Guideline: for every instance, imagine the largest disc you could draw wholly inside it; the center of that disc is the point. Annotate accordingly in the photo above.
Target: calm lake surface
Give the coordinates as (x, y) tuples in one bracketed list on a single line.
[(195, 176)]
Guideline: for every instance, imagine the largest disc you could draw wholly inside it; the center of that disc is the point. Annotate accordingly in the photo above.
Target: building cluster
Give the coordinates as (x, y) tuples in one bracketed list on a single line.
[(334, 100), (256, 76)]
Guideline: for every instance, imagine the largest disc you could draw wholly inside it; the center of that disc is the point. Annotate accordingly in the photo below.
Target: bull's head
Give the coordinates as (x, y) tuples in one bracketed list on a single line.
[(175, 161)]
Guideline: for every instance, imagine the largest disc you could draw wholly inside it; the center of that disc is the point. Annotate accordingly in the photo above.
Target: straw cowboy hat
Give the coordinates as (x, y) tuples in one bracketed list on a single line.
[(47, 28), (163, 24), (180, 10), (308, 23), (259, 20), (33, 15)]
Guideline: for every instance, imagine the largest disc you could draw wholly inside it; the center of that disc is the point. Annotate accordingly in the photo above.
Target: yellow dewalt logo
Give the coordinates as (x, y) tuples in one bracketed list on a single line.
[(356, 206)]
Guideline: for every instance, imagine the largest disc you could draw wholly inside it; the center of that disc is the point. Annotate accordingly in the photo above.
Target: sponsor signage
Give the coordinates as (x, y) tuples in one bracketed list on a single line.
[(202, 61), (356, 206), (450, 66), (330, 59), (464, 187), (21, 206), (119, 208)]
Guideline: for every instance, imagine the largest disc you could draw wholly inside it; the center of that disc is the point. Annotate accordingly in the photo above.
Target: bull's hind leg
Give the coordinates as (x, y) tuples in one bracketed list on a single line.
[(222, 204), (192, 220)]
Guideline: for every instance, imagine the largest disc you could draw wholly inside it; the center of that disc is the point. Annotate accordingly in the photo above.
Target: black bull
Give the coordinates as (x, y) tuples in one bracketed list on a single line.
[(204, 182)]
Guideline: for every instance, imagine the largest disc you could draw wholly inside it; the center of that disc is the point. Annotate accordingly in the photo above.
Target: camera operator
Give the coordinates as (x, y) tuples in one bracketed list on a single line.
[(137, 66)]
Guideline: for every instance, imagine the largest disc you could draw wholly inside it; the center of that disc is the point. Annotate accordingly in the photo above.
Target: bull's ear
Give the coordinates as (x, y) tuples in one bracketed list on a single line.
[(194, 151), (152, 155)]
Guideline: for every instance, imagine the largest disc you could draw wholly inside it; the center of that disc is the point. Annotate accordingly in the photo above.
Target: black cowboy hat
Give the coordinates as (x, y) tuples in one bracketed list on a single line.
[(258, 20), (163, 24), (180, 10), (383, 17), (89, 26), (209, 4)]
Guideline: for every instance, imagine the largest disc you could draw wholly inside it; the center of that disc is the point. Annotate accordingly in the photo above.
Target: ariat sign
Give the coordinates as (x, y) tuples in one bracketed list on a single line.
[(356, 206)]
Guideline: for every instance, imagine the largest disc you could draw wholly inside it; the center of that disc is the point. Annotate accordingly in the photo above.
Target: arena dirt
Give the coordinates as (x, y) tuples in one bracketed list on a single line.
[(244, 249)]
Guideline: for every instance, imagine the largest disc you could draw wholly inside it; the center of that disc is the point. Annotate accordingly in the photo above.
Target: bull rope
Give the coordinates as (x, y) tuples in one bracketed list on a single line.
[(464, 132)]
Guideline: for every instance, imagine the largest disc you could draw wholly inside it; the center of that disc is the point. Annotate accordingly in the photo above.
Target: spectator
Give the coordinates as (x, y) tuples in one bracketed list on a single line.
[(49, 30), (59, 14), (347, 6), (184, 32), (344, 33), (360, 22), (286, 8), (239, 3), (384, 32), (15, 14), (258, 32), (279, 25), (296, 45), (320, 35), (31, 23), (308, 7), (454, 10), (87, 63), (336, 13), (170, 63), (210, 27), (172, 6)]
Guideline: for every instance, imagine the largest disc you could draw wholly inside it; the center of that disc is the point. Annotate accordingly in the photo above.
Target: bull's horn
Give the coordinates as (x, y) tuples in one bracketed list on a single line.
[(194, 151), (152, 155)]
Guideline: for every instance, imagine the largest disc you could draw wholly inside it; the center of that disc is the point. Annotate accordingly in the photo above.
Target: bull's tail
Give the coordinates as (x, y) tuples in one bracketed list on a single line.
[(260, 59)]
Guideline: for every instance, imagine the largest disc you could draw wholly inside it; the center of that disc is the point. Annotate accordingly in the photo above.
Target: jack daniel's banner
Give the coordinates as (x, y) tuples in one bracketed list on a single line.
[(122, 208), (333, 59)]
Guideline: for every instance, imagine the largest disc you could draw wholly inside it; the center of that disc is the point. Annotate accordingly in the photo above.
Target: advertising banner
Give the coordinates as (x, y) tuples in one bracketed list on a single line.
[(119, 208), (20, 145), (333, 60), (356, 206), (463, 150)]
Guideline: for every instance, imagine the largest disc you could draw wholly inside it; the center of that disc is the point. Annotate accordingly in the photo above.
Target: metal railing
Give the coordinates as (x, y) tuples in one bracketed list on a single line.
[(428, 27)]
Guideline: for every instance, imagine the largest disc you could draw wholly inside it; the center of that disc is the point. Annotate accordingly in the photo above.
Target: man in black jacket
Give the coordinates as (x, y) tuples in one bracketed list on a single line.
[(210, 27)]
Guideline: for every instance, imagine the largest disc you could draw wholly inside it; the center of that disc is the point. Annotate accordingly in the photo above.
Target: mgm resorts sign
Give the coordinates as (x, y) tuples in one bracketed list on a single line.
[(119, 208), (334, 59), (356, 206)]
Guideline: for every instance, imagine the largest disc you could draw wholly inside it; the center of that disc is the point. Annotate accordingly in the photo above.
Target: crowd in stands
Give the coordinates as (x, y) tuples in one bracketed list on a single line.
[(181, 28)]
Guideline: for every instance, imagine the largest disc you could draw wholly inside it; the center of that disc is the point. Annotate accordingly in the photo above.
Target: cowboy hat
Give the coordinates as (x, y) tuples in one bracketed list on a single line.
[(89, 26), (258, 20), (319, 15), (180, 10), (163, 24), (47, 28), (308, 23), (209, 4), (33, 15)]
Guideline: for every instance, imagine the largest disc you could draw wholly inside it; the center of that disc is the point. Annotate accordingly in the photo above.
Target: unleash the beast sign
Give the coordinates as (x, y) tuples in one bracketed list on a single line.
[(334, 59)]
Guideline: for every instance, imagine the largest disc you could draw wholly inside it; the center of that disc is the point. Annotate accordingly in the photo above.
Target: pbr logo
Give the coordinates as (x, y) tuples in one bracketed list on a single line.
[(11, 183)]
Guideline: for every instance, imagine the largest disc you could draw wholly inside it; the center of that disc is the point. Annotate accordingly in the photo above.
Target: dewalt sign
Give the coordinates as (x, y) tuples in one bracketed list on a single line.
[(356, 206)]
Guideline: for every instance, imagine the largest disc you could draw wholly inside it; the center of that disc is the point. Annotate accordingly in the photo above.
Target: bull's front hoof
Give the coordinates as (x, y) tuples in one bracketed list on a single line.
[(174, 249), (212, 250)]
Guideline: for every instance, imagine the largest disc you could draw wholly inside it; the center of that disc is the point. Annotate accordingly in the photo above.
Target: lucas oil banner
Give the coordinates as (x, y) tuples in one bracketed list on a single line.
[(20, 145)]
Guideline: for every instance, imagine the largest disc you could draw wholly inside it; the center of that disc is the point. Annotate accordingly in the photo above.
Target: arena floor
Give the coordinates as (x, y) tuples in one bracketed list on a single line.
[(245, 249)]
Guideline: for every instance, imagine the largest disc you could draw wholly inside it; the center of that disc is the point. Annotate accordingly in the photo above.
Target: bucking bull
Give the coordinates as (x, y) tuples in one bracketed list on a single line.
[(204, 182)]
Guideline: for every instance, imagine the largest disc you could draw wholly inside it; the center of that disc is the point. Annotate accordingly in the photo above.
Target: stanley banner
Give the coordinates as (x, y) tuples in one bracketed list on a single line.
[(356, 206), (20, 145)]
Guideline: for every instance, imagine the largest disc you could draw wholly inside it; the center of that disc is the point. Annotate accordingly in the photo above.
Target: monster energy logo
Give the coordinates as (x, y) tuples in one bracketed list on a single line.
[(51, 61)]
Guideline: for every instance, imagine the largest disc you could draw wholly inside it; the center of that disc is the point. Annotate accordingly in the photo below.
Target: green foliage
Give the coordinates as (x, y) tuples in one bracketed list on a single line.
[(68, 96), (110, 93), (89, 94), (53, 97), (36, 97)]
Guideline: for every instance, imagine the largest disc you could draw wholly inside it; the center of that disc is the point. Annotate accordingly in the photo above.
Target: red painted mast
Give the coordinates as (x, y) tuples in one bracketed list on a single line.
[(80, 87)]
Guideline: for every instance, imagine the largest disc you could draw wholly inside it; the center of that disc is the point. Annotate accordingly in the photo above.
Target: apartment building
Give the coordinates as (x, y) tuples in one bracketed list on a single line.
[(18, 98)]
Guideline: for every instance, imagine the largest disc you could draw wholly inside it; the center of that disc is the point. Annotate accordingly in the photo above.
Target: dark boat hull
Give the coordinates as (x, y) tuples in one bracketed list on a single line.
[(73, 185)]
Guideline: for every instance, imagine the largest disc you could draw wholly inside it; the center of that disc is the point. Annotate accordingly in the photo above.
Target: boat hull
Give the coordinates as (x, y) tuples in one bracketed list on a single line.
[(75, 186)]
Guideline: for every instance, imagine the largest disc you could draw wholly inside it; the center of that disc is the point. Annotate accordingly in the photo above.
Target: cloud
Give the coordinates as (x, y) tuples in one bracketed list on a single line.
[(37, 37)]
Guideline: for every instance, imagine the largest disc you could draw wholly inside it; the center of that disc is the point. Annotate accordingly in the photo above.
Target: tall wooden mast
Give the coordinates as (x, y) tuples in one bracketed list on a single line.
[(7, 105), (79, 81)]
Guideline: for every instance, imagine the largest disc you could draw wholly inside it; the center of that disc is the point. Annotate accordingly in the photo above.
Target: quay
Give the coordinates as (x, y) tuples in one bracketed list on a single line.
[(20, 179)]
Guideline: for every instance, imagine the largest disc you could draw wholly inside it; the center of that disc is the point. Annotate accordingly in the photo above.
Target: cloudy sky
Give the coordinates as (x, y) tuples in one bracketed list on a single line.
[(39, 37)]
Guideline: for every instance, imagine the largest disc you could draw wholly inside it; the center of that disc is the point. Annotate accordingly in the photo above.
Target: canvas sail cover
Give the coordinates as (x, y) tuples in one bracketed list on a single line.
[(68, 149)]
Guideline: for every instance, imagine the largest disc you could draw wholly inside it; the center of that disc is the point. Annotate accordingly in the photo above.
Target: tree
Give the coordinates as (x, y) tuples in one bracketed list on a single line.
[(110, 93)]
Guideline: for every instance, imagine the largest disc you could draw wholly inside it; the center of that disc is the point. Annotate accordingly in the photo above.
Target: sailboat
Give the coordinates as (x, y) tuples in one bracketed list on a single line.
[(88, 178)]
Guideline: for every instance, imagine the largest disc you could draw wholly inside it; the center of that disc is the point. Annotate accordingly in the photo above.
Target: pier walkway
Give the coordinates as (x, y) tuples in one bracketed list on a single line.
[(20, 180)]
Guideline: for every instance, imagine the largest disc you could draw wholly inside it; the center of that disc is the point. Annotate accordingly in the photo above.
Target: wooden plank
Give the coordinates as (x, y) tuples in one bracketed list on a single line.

### Task directions
In the records above, which lines hold the string "bull"? Copy each one.

### Answer section
Target: bull's head
Target: bull's hind leg
Target: black bull
Target: bull's ear
Target: bull rope
Target: bull's horn
Target: bull's tail
Target: bull's front hoof
Target: bucking bull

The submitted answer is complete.